42. The method of claim 1 for the use in determining a subject's disease state using machine learning techniques for the analysis of nucleosome spacing in genomic regions of interest, the method comprising:
(a) determining the distributions of frequencies of cfDNA distances based on claim 1;
(b) creating a machine learning model based on techniques such as linear regression, logistic regression, support vector machines (SVM), convolutional neural networks (CNN), or deep learning, wherein the distribution of cfDNA distances or a set of variables derived from it, such as the locations of some of the peaks of the said distribution, is represented as a vector characterising each cfDNA sample;
(c) training the said machine learning model using the frequency distributions of cfDNA distances or a set of variables derived from the said distribution of cfDNA distances for one or more healthy and diseased conditions; and
(d) performing the classification of a given subject using the distribution of cfDNA distances or a set of variables derived from the said distribution using the said machine learning model.
43. The method of claim 1 for the use in determining a subject's disease state using Fourier transform (FT), discrete Fourier transform (DFT), fast Fourier transform (FFT) or other Fourier transform-based algorithms for the analysis of nucleosome spacing genome-wide or in genomic regions of interest, the method comprising:
(a) determining one or more pronounced frequencies of the Fourier transform-based transformation of the distribution of nucleosome spacing for a subject in at least one timepoint;
(b) computing the corresponding NRL values as the values inverse to the said frequencies, and
(c) comparing the determined values of said NRLs to at least one set of reference NRL values;
wherein a time-dependent change of the Fourier transform-based transformation amplitudes associated with said frequencies and NRL values indicates a presence or absence of a disease or a specific state of healthy functioning.

● **Excerpted data**:

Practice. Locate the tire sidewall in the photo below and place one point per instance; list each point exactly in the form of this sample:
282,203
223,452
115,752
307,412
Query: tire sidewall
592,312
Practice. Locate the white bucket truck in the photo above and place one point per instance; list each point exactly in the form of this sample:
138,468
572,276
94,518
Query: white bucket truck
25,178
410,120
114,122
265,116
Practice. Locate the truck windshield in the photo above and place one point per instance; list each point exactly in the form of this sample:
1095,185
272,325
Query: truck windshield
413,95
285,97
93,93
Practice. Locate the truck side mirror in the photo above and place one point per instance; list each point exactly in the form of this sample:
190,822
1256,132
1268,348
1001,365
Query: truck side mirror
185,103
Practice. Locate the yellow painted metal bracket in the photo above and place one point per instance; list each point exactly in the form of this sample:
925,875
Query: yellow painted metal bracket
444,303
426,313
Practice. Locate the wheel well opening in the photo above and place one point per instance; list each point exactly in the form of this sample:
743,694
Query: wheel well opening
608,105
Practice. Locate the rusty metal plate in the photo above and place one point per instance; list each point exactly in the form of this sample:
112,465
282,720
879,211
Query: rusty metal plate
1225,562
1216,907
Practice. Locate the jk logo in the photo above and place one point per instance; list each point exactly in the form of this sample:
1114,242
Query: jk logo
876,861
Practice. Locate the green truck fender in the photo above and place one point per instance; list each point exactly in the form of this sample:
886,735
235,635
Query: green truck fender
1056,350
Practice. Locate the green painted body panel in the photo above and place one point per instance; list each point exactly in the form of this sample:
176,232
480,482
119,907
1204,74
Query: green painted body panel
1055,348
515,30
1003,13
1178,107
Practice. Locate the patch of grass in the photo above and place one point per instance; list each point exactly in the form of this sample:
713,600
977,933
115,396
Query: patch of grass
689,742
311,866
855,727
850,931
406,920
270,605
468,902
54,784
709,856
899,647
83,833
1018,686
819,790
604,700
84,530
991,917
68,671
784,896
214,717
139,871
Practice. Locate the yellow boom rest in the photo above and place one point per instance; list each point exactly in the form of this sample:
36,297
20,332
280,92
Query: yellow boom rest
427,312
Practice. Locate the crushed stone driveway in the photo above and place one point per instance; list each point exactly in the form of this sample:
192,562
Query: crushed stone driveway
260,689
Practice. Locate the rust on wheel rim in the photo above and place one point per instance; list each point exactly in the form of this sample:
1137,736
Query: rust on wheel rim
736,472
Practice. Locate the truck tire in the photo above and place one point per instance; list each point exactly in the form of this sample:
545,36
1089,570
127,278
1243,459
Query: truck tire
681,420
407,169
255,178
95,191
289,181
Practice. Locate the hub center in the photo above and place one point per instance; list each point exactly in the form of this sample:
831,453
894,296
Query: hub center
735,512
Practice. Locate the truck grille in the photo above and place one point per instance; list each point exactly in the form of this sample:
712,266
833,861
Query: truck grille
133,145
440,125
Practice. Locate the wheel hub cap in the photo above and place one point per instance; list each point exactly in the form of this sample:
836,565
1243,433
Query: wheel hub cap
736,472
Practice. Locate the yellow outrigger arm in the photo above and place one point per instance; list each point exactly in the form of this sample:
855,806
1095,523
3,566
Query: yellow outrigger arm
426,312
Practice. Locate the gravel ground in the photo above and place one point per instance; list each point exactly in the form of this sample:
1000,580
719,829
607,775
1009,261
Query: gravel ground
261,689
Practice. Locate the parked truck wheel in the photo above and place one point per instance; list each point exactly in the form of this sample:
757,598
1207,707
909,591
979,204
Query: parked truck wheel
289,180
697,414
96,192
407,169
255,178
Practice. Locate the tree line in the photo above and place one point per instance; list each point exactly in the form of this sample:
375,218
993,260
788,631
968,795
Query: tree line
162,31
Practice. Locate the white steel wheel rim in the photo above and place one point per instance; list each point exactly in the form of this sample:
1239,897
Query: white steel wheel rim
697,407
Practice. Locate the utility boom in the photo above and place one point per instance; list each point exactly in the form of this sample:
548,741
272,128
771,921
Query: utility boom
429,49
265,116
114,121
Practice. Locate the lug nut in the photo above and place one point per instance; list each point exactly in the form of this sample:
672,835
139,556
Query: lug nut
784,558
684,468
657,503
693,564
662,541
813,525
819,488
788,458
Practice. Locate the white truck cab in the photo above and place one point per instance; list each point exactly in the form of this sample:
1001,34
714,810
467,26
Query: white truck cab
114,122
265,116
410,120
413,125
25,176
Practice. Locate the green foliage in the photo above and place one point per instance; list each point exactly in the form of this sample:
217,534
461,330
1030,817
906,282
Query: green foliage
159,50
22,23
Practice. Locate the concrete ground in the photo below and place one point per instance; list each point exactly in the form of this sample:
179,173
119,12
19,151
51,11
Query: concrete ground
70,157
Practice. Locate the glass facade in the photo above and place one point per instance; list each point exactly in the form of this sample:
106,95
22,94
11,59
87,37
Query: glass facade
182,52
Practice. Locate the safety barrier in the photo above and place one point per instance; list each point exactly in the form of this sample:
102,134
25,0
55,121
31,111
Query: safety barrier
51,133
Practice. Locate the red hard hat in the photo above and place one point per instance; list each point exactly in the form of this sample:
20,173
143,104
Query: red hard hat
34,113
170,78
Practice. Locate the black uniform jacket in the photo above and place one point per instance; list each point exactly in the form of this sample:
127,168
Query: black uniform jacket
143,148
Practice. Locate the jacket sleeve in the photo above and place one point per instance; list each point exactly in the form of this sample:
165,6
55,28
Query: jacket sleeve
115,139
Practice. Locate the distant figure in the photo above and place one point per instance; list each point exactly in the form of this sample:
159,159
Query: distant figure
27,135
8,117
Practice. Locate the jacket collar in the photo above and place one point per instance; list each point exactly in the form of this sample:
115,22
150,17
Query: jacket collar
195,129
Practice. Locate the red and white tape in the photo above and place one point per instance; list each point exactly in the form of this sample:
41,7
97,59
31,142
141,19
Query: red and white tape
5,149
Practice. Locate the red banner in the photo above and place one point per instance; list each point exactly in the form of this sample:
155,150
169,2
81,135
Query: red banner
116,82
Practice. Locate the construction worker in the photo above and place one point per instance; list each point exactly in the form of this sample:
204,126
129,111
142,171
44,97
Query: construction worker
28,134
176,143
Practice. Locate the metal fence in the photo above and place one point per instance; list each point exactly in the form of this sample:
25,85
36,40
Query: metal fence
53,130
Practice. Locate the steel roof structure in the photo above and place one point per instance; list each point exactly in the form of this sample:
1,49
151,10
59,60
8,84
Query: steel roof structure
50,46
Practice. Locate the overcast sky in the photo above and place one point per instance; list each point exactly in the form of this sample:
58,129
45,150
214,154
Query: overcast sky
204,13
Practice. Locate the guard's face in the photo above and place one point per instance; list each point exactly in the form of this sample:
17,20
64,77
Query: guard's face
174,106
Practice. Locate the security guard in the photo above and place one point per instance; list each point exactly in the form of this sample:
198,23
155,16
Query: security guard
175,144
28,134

● **Instructions**:
1. Decide whether each statement below agrees with the nucleosome-spacing claims. For each, answer yes or no and quote the words of the claims that settle it.
(a) In claim 43, the NRL values are obtained as the inverse of the pronounced frequencies.
(b) In claim 42, the machine learning model is trained only on data from healthy conditions.
(c) Claim 42 names random forests among the machine learning techniques.
2. Pick up the nucleosome-spacing claims after their final sentence and write the next claim in the same style.

● **Results of the exercise**:
1.
(a) Yes: "computing the corresponding NRL values as the values inverse to the said frequencies"
(b) No: "for one or more healthy and diseased conditions"
(c) No: "such as linear regression, logistic regression, support vector machines (SVM), convolutional neural networks (CNN), or deep learning"

2.
44. The method of claim 43, wherein NRL values with the largest peaks of Fourier-transform amplitude for cfDNA from healthy people are about 200 bp and about 182 bp, and Fourier transform-based NRL value for cfDNA from breast cancer patients is about 182 bp (lacking the NRL value around 200 bp in the case of cancer).
45. The method of claim 31, wherein the sets of reference NRL values and frequency distributions of cfDNA distances are from:
(i) a healthy cohort;
(ii) a diseased cohort;
(iii) cohorts of people with different ages;
(iv) cohorts of people with different ethnicities;
(v) cohorts of people with different weight or body mass index (BMI);
(vi) cohorts of people with different lifestyle; and/or
(vii) cohorts of people with different diet.
46. The method of claim 31, wherein the disease is cancer and/or the specific state of healthy functioning is characterised by person's age, BMI, lifestyle or diet.